═══ EXCERPTED RECORDS ═══

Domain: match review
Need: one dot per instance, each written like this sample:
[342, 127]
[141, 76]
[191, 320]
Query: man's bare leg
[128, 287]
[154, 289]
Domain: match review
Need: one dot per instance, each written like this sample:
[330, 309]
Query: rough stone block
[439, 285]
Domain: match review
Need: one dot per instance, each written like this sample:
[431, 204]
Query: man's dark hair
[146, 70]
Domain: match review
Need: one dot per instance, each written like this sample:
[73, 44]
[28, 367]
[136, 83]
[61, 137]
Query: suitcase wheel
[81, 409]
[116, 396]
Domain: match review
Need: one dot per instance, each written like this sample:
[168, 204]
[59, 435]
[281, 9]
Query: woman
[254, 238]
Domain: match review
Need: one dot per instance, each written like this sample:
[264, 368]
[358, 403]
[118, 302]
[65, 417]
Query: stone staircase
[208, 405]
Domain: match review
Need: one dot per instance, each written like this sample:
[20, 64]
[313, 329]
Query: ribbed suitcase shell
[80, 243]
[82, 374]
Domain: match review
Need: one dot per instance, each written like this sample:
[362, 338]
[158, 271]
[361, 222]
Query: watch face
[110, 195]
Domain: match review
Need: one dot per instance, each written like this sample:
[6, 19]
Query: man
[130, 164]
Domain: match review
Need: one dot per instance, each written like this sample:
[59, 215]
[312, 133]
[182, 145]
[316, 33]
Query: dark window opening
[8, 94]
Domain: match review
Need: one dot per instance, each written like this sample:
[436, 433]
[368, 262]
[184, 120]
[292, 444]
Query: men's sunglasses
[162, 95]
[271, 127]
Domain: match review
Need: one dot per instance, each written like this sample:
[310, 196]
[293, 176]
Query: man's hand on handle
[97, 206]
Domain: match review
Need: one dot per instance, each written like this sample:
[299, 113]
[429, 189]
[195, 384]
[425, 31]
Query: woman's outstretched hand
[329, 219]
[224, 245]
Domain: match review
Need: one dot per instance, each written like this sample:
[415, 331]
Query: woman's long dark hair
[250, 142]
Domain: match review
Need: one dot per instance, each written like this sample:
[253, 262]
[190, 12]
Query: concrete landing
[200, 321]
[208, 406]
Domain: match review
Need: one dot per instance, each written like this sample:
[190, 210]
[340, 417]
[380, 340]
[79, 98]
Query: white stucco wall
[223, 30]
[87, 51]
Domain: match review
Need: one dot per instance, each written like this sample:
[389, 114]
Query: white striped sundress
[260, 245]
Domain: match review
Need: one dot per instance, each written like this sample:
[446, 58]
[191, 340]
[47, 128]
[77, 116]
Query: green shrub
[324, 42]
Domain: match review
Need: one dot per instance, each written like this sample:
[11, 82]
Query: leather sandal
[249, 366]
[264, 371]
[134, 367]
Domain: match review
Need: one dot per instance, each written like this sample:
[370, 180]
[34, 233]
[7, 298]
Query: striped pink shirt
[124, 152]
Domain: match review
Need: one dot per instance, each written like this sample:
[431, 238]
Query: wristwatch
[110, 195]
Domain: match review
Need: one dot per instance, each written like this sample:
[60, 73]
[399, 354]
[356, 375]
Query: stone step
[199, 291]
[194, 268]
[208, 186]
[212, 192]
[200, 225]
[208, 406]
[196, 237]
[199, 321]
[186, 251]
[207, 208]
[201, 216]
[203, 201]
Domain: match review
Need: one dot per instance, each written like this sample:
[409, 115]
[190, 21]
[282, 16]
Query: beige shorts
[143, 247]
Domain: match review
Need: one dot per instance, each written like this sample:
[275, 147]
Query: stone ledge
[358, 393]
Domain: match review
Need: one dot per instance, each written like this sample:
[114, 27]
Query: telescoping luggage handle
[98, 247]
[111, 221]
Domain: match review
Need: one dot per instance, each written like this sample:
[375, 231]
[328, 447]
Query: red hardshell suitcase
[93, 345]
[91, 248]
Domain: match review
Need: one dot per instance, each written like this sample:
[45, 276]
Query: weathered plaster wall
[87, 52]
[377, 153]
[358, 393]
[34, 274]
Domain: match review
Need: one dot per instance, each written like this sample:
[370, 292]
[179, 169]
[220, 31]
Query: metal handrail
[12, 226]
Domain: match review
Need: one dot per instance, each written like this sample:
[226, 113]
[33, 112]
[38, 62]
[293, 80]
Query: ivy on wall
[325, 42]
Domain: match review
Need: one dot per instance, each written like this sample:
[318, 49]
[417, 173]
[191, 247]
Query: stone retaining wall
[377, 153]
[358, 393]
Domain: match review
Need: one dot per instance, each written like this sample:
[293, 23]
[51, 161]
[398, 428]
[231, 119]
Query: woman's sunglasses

═══

▶ PROBLEM REQUIREMENTS
For the material above, produce a word-for-word copy.

▶ PROBLEM SOLUTION
Domain: match review
Need: one dot per instance, each written like this sample:
[342, 127]
[141, 76]
[191, 320]
Query: man's bare leg
[128, 287]
[154, 289]
Domain: match review
Need: one dot per instance, each written like this sample:
[330, 309]
Query: rough stone block
[439, 285]
Domain: match review
Need: one dot per instance, each written like this sample:
[431, 204]
Query: man's dark hair
[146, 70]
Domain: match review
Need: one dot per instance, each written like this sample:
[73, 44]
[28, 367]
[136, 83]
[61, 137]
Query: suitcase wheel
[81, 409]
[116, 396]
Domain: match review
Need: one dot per instance, each written like this sample:
[168, 204]
[59, 435]
[281, 9]
Query: woman
[254, 238]
Domain: match review
Need: one dot per instance, each written like this sample:
[264, 368]
[358, 403]
[118, 302]
[65, 417]
Query: stone staircase
[208, 405]
Domain: match review
Need: one dot per instance, each written like this sample:
[20, 64]
[313, 329]
Query: ribbed suitcase shell
[80, 243]
[82, 374]
Domain: match review
Need: one dot per instance, each written like this sample:
[362, 338]
[158, 271]
[361, 222]
Query: watch face
[110, 195]
Domain: match review
Need: one dot per instance, each written like this sample:
[6, 19]
Query: man
[130, 164]
Domain: match review
Need: one dot per instance, each written like this sample:
[59, 215]
[312, 133]
[182, 145]
[316, 33]
Query: dark window opening
[8, 94]
Domain: match review
Need: one dot per instance, each written like this sample:
[436, 433]
[368, 262]
[184, 120]
[292, 444]
Query: men's sunglasses
[162, 95]
[271, 127]
Domain: match review
Need: one dot per instance, each written like this sample:
[310, 196]
[293, 176]
Query: man's hand on handle
[97, 206]
Domain: match review
Need: one dot per instance, each written like this sample:
[299, 113]
[429, 189]
[195, 384]
[425, 31]
Query: woman's outstretched hand
[329, 219]
[224, 245]
Domain: match review
Need: one dot per instance, each written like this sample:
[415, 331]
Query: woman's long dark hair
[250, 142]
Domain: match review
Need: one dot per instance, each written like this sample:
[253, 262]
[190, 12]
Query: concrete landing
[200, 321]
[208, 406]
Domain: match review
Need: one dot per instance, each written like this sample:
[190, 210]
[340, 417]
[380, 340]
[79, 98]
Query: white stucco wall
[223, 30]
[87, 51]
Domain: match review
Need: one dot per instance, each written like this sample:
[389, 114]
Query: white striped sundress
[260, 245]
Domain: match review
Need: one dot per instance, each written like this sample:
[446, 58]
[191, 340]
[47, 128]
[77, 116]
Query: green shrub
[324, 42]
Domain: match review
Need: one dot per instance, each written like this sample:
[11, 82]
Query: leather sandal
[249, 366]
[264, 371]
[134, 367]
Domain: match review
Need: one dot per instance, each written like this sample:
[370, 180]
[34, 233]
[7, 298]
Query: striped pink shirt
[124, 152]
Domain: match review
Need: one dot per instance, each written like this sample:
[431, 238]
Query: wristwatch
[110, 195]
Domain: match review
Need: one dot per instance, each written like this sample:
[60, 73]
[399, 354]
[356, 375]
Query: stone step
[199, 291]
[194, 268]
[208, 186]
[212, 192]
[200, 225]
[208, 406]
[196, 237]
[199, 321]
[186, 251]
[207, 208]
[201, 216]
[203, 201]
Domain: match review
Need: one dot per instance, each written like this sample:
[409, 115]
[190, 21]
[282, 16]
Query: beige shorts
[143, 247]
Domain: match review
Need: one dot per instance, each written like this sample:
[275, 147]
Query: stone ledge
[358, 393]
Domain: match review
Need: one dot per instance, each written like this sample:
[114, 27]
Query: telescoping luggage handle
[98, 247]
[111, 221]
Domain: match review
Need: one dot per instance, each written like this sample:
[375, 231]
[328, 447]
Query: red hardshell suitcase
[93, 345]
[91, 248]
Domain: match review
Need: one dot per instance, each written like this sample:
[45, 276]
Query: weathered plaster wall
[87, 52]
[377, 153]
[358, 393]
[34, 274]
Domain: match review
Need: one dot per instance, each written like this sample:
[370, 292]
[179, 169]
[220, 31]
Query: metal handrail
[12, 226]
Domain: match review
Need: one dot per instance, each written like this sample:
[226, 113]
[33, 112]
[38, 62]
[293, 80]
Query: ivy on wall
[325, 42]
Domain: match review
Need: one dot per instance, each written like this sample:
[318, 49]
[417, 173]
[191, 247]
Query: stone retaining wall
[377, 153]
[358, 393]
Domain: match review
Need: one dot per instance, each written like this sample:
[293, 23]
[51, 161]
[398, 428]
[231, 119]
Query: woman's sunglasses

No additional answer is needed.